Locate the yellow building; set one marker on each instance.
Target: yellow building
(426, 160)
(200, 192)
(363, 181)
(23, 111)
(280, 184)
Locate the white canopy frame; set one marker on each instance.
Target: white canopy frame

══════

### Work instruction
Give back the records above, character for character.

### Written response
Locate the yellow building; set one marker on each instance.
Target: yellow building
(426, 160)
(200, 192)
(363, 181)
(23, 111)
(280, 184)
Locate the white canopy frame; set one marker on each instance.
Target: white canopy frame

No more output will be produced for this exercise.